• ACTIONS TO TAKE:
1/ In the text on psychiatric orgone therapy, what word was "orgone" coined from?
2/ Extend the text on psychiatric orgone therapy past its final sentence.

• TEXT BLOCK:

Those wishing to learn more about psychiatric orgone therapy may wish to read “Man in the Trap” by Elsworth F. Baker, M.D. and “Emotional Armoring: An Introduction to Psychiatric Orgone Therapy” by Morton Herskowitz, D.O.

Psychiatric Orgone Therapy

One of Wilhelm Reich’s most important and lasting contributions is a unique treatment for emotional disorders called psychiatric orgone therapy. Reich began as a psychoanalyst and was a member of Freud’s inner circle, but moved away from Freud’s method of free association when he developed a more effective verbal approach he called character analysis. Later he came to recognize the existence of a specific biologic energy in living organisms that he called “orgone,” which was coined from the word “organism.” With this discovery Reich was able to combine his verbal method with a technique that could normalize a person’s energy. The result was an entirely new approach to treating emotional disorders that he named orgone therapy.

Reich’s work with patients convinced him the disturbance in an individual’s energy state is caused by contractions in the body, especially in the musculature. He called these contractions “armor,” and established that they begin to develop in infancy as a way to block out emotionally painful events.

Past traumatic experiences are locked in the body--and they remain throughout life. How this happens is not fully understood, but there is no question that anxiety, anger and sadness, as well as the other upsetting feelings and emotions from childhood are not forgotten. Armor not only holds the disturbing past, causing it to remain alive but out of consciousness awareness, but it also affects how one feels and functions. Because living a natural healthy life depends upon whether a person’s energy flows freely or is blocked, the aim of psychiatric orgone therapy is to free up energy by breaking down armor. As these areas of holding dissolve, patients release their long buried feelings and emotions in the safety of the therapist’s office. They most usually surface spontaneously with the specific method Reich innovated, without the need of urging or any intervention on the part of the treating psychiatrist. However, occasionally, pressure needs to be applied to spastic muscles, or other techniques used to normalize the body. Because this treatment combines a verbal approach with a physical technique, it addresses both the mind and the body to bring about profound changes in how one thinks, feels and functions.

• EXTRACTED MATERIAL:
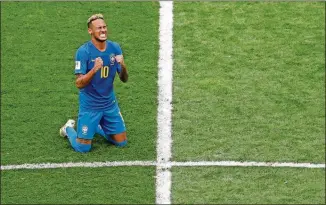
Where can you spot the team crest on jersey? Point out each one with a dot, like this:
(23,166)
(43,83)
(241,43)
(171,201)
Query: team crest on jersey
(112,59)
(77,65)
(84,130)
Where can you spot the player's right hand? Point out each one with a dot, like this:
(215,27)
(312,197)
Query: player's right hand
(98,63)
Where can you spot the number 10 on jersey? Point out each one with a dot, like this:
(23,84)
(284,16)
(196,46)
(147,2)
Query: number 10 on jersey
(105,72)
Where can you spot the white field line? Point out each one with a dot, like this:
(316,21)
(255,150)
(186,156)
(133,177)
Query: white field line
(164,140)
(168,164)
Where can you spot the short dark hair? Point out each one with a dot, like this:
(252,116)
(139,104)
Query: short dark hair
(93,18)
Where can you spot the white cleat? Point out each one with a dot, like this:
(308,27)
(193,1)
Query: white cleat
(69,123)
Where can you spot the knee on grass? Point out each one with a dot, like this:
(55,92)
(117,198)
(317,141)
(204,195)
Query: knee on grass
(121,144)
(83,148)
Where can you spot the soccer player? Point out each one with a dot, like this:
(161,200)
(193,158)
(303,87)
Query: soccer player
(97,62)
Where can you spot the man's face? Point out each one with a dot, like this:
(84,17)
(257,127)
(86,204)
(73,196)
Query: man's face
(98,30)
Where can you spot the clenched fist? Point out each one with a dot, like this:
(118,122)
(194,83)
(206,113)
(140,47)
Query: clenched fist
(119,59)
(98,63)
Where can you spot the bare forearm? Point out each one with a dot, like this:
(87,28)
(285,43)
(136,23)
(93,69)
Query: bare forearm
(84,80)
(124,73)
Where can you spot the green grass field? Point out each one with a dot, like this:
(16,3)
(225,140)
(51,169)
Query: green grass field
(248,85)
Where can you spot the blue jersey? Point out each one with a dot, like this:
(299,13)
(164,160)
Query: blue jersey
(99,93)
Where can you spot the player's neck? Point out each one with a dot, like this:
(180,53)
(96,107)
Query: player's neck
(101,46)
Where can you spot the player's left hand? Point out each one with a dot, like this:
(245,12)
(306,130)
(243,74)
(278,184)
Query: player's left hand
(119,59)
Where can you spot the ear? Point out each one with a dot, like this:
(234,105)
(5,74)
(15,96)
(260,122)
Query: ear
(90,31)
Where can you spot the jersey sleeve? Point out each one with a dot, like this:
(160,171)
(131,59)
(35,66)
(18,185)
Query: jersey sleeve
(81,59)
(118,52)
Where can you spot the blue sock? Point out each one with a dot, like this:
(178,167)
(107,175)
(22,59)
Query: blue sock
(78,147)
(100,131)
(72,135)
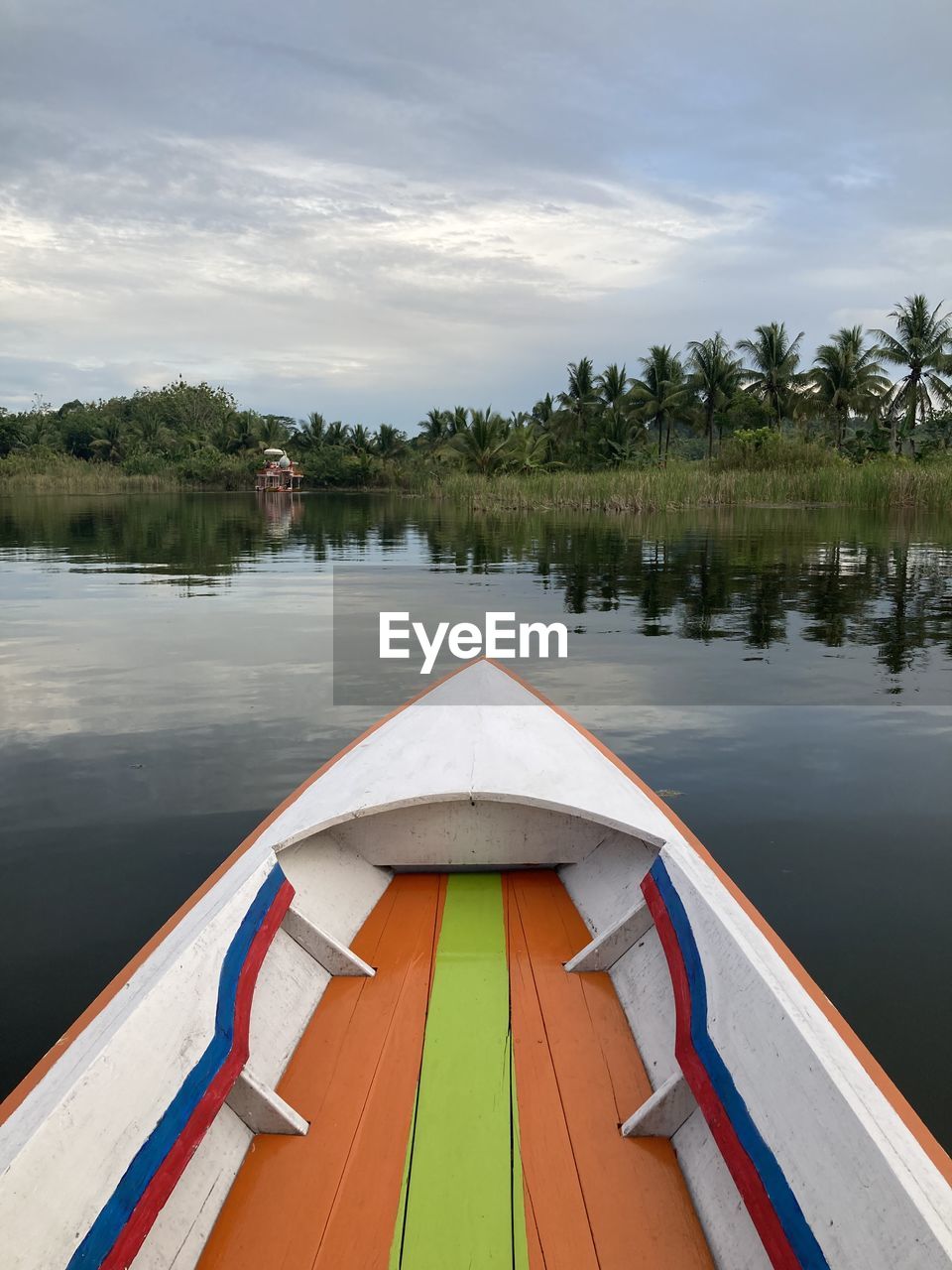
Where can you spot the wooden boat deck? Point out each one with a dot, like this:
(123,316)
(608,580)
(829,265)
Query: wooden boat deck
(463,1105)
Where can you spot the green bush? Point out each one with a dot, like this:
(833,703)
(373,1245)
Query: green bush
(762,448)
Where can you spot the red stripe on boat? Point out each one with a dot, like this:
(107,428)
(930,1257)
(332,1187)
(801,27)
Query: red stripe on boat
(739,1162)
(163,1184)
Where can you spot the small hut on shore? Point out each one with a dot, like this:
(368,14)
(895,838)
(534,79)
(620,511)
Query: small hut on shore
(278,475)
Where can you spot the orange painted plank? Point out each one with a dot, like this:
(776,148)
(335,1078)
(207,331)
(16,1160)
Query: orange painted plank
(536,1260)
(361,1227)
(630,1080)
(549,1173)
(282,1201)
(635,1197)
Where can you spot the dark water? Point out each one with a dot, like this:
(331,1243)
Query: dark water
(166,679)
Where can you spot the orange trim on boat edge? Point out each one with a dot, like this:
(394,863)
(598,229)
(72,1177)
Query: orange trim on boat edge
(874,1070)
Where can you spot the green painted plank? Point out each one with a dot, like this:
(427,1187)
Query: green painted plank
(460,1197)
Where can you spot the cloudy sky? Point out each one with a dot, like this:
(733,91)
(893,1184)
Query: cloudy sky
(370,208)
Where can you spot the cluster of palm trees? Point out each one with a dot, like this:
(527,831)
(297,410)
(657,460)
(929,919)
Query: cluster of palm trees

• ANSWERS TO EACH TASK:
1/ "Organism."

2/
Today almost all people seeking treatment from a psychiatrist are given medications to reduce their symptoms. However, with psychiatric orgone therapy it is usual that patients, over time, find themselves able to wean themselves off medication and function without pharmacologic treatment. Reich’s therapy is unique in that it not only relieves distressing symptoms, but also does much more. It enables individuals to expand and feel pleasure, and better enjoy the many satisfactions life has to offer.

There are people who claim to practice some form of “Reichian” or “orgone” therapy, even though they have had no formal training in medicine or psychology. Often the techniques used by these self-proclaimed therapists have little or nothing to do with the very specific methods Reich developed and taught. The value of such therapies is questionable and may even harm those who get involved in them.

Qualified psychiatric orgone therapists have extensive training. They are physicians who have gone on to specialize in psychiatry and then in the very unique subspecialty of orgone therapy. They practice in much the same way as Reich did more than a half century ago. Ph.D. Psychologists who have had proper training can practice a form of orgone therapy safely and effectively. However, it is crucial they have supervision by a qualified psychiatric orgone therapist.